▸ Pointing dataset records

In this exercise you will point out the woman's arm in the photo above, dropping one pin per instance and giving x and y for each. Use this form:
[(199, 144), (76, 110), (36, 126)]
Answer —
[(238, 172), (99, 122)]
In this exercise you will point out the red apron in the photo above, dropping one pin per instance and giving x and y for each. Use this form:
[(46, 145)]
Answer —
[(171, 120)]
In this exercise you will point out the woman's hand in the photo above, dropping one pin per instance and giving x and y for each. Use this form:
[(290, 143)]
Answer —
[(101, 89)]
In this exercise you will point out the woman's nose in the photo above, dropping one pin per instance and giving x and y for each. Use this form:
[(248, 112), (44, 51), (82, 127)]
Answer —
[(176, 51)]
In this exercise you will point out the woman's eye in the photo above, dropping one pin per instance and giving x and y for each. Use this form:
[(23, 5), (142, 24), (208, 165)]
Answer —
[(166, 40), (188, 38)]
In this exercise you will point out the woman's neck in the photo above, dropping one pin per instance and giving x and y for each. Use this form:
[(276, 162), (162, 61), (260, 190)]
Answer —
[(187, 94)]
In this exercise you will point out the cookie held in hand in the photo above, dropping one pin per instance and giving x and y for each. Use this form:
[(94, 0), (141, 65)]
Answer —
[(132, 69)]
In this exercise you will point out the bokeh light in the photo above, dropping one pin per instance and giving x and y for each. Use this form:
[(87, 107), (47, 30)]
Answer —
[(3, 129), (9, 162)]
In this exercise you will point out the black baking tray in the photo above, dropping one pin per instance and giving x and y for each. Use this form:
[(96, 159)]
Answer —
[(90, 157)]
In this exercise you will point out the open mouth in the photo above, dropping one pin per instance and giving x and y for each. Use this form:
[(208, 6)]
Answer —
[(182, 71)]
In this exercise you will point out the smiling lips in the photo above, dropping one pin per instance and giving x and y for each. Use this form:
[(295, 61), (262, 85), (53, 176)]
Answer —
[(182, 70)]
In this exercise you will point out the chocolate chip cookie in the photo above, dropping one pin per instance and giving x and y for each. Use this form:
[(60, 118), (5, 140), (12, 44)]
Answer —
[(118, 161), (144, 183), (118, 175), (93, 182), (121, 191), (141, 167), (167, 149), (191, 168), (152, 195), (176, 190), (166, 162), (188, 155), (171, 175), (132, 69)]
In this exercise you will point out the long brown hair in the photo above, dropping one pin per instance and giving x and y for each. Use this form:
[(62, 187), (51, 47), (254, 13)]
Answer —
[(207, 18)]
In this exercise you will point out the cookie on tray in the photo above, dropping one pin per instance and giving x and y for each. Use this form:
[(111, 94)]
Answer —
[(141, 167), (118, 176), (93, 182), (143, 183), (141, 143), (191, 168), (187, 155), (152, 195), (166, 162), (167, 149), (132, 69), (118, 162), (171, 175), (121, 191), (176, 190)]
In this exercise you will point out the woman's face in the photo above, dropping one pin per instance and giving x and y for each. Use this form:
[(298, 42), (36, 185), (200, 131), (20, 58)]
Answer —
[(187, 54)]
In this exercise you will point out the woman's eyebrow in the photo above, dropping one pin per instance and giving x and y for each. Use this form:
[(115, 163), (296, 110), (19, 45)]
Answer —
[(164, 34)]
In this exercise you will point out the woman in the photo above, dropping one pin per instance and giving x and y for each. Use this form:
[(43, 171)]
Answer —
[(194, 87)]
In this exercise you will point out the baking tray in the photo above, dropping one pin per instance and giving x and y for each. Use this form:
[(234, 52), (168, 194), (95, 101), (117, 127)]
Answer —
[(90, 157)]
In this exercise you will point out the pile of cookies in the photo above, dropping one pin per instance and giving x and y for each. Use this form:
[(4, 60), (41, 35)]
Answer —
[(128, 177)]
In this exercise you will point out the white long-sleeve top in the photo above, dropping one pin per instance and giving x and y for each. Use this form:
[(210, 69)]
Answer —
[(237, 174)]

* * *

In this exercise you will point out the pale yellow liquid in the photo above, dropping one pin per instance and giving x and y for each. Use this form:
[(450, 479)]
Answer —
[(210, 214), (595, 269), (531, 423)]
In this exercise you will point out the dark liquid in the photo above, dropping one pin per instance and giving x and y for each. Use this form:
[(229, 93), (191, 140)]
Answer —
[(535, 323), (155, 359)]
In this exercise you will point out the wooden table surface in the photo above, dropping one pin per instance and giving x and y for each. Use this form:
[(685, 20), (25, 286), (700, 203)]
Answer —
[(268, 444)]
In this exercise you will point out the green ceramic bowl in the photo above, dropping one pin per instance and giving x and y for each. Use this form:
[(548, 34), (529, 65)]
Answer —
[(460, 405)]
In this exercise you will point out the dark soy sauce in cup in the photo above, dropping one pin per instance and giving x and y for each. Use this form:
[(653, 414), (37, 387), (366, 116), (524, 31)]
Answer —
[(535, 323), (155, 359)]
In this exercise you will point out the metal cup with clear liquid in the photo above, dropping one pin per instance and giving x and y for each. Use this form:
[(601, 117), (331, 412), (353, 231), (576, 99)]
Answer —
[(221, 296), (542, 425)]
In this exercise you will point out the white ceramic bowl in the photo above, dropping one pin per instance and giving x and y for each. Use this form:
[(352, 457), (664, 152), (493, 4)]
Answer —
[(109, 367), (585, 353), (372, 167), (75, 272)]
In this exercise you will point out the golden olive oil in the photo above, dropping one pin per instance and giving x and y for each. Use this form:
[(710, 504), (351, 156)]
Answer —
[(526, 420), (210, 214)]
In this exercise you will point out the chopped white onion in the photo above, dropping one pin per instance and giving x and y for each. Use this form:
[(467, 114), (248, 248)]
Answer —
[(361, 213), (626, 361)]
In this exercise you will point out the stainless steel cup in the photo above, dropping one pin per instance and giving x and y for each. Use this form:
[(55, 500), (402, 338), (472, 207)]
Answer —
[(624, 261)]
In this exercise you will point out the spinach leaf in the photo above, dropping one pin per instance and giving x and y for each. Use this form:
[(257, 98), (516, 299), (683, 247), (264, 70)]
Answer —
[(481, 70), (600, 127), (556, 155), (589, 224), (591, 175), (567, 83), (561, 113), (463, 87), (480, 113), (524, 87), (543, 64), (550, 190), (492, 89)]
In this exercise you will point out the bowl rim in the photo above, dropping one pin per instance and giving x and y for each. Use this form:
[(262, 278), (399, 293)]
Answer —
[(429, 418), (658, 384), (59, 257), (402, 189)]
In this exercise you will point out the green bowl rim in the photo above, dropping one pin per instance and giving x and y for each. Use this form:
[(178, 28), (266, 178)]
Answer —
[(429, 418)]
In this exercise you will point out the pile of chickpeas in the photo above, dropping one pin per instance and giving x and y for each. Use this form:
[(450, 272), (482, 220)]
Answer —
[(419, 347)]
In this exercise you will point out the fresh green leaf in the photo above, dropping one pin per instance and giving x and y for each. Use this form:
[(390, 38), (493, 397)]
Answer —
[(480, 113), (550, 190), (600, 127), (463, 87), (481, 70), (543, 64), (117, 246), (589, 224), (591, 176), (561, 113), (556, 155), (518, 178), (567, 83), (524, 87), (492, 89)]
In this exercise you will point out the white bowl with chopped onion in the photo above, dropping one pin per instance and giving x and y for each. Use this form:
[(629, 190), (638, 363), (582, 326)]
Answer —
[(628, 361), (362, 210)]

▸ Exercise details
Copy out the material word for word, starting at the line that contains "In this exercise you will point out the woman's eyebrow" and ending with the line that contains "[(237, 174)]".

▸ Correct answer
In this exercise you will point out the woman's eyebrow in the photo above, dropping one pin per instance and giving x and y for each. Use this form:
[(115, 163), (296, 110), (19, 45)]
Answer —
[(164, 34)]
In this exercise you will point out the woman in the photo above, dropping one pin per instance and giving x and y for each. Use this form:
[(43, 171)]
Answer —
[(194, 87)]
In this exercise you will point out the baking tray in the photo above, dropping one pin per instance and giving x and y for each. Use this form:
[(234, 52), (168, 194), (95, 101), (117, 127)]
Answer —
[(90, 157)]
In this exercise you will point out the pile of cookies in the photo above, dropping one pin per instance and giving x and y for each. Use this form:
[(4, 60), (41, 35)]
Answer —
[(128, 177)]
In this exercise you will point out the white long-sleeve top in the photo above, dropping one pin per instance and giving x and y for each. Use this form:
[(210, 69)]
Answer —
[(237, 174)]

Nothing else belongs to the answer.